→ **PROBLEM DETAILS**: Repeat all of the material exactly as given.

→ **MATERIAL PROVIDED**:
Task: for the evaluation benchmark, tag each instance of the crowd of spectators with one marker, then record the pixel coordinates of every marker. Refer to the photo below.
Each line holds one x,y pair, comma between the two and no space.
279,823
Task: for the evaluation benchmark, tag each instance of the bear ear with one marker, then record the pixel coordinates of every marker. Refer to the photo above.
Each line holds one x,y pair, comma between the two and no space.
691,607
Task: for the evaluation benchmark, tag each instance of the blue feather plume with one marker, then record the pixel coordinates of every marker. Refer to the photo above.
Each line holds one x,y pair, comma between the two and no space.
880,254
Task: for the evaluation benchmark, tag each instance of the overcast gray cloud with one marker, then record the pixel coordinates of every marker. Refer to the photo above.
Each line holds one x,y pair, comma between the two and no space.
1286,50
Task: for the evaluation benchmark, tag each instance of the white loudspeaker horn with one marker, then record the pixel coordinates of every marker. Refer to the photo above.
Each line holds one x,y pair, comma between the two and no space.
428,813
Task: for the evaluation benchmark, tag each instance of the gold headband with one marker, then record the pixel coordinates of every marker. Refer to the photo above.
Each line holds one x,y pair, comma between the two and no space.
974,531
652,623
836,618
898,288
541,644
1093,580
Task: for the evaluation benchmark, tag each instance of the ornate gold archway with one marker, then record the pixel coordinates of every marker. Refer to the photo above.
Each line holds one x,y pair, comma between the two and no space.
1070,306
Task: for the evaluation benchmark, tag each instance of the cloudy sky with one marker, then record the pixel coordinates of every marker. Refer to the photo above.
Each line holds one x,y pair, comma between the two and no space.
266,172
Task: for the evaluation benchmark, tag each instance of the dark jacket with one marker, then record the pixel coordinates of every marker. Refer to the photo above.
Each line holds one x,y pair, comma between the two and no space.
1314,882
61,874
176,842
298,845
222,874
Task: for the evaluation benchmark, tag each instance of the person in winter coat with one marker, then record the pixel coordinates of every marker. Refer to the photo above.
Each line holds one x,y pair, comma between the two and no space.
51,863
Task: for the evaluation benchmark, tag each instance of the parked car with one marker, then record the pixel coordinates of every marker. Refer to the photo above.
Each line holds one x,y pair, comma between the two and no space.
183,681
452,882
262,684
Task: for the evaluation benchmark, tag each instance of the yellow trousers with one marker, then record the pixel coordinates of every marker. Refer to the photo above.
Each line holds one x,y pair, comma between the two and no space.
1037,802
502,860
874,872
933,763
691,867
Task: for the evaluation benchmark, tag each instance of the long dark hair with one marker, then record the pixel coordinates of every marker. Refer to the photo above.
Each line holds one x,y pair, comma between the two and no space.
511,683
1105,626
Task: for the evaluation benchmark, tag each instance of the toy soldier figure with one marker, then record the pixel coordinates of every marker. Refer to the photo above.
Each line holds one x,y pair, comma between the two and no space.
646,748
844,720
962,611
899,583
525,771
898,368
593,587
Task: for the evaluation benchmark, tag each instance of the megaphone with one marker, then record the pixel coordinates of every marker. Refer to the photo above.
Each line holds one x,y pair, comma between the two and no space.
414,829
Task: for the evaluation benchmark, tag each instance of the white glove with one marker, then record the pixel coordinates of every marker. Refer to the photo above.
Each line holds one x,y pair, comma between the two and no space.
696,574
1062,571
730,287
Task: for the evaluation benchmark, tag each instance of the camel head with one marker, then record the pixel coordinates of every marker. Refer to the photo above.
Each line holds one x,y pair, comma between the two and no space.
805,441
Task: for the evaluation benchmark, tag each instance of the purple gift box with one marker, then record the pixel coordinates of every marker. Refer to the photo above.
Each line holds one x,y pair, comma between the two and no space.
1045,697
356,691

→ **EXERCISE RESULT**:
Task: for the evaluation benchmark, tag each instance of the crowd of spectators with one marker, then record the pixel coordinates of every marker. Refer to the photo below.
Each line holds one x,y pair, comma between the two and no space.
279,823
Task: for the evaluation benchmark, tag each instance of the bear ear with one marker, then record the pixel coordinates of every marker. Refer to the photo above.
Each line holds one x,y pair, comma between the two and no space.
691,607
Task: for the evaluation benchmark, tag each instance of the blue feather plume with one marker, then record the pixel coordinates of every marker. Refer to the photo above.
Each line holds one x,y pair, comma between the two and no space.
880,254
Task: for the evaluation benchmark, tag each instance of the overcast gray cloud with one marker, then record the pixel coordinates of every marker. Refer to the photo above.
Each line holds one x,y pair, comma between the two and no space.
1286,50
Task: for the evaluation benchmark, tag each instance of the white loudspeaker horn with one marker, then record the pixel coordinates of every marker. Refer to the photo above.
Each line holds one x,y pair, comma between the two and no space.
428,813
Task: for the evaluation benchmark, tag each instance of the gold headband with one marker, then record the pixel coordinates of every marker. Refer to the photo above.
Each line holds one x,y pair, comma between the two and no space.
974,531
652,623
836,618
898,288
541,644
1093,580
Task: for the evaluation benchmark, tag each instance of the ornate gold archway with one marker, then record the pixel coordinates of every marker. Refer to the photo above.
Each line holds one x,y pair, comma between the two and no space.
1070,306
Task: for the evaluation benchmark, tag each instance of the cloudy sky with one marker, then record the pixel coordinates of every marker. Refer to the photo above.
Each line holds one x,y pair, comma between the two and no space.
266,172
Task: for the evaluation benchmark, tag each instance of the dark jacket with one marker, then record the pixel coordinates of every marker. Refer to the photo above.
Each line holds one x,y pair, comma between the two and no space.
1314,882
61,874
176,842
298,845
222,874
Task: for the evaluation benchmark, tag each instance of the person in winter coat with one marker, then record the pixel coordinates of every marker. Refer to the photo above.
Each line holds one x,y pair, comma between the two and no space.
51,863
Task: for the evaluation benchmark, tag each instance of the parked car with one marker, then record the pixel coordinates of every marker. Refer to the photo above.
Each line holds one x,y pair, comma between the two and no space.
183,681
452,882
262,684
Task: for the evaluation benchmark, tag each instance of the yellow trousers with one marker, then record the pixel coordinates of every marker. Refer to the photo above.
Each line holds one x,y pair, comma between the two and no space.
1037,802
502,860
874,872
933,763
691,867
Task: for the evaluation benchmark, tag each instance of the long dark hair with one marker, then record the pixel coordinates of every marker. Refer to the photo above.
Each line holds one x,y pair, comma between the two and no space.
511,683
1105,626
Task: for the evaluation benchmark, tag each instance of the toy soldier figure with one marker, then record the pixel coordinates of every marker. Refer to the photo above.
Each line holds one x,y pair, comma between the two and no space.
646,748
844,720
962,611
899,583
525,771
898,368
593,587
Task: for the evaluation benchmark, tag each instance of the megaphone with one marker, then record the pixel coordinates of every marker. Refer to the photo above.
Each line holds one x,y pair, comma between the two and no space.
414,829
Task: for the evaluation benchmark, tag each instance of the white glove with one marker, then record the pixel coordinates of every marker. Refer to the photo above.
Each line holds one x,y pair, comma between the two and no space.
696,574
1062,571
730,287
Task: for the evaluation benchmark, tag each instance of the camel head with one marker, then record the pixel coordinates of every marker. Refer to the photo above.
Each line holds one x,y pair, comma between the two and no space.
805,441
Task: for the evaluation benchmark, tag each instance of the purple gift box with one marker, then record the pixel coordinates of every marker. Refer to the photo above.
Each line holds one x,y pair, comma between the two and no space.
1045,697
356,691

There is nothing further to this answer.